Items »
■ ■ ■
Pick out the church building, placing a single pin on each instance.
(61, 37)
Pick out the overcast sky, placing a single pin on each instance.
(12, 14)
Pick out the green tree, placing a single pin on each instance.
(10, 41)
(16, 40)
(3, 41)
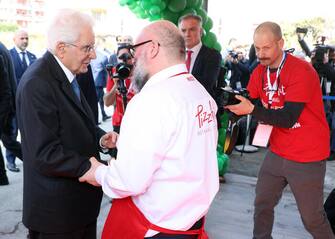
■ ■ ■
Task instructions »
Revise all of the rows above by replacing each "Pick out" with "Locate" and keeping everything else the same. Leave the picture out of your answer.

The reply »
Locate the church building, placing a single pin on each instance.
(61, 37)
Locate the overcast sky, placing a single pin on each instance.
(12, 14)
Locate the green tree, placing a single pin on each instance.
(10, 41)
(16, 40)
(3, 41)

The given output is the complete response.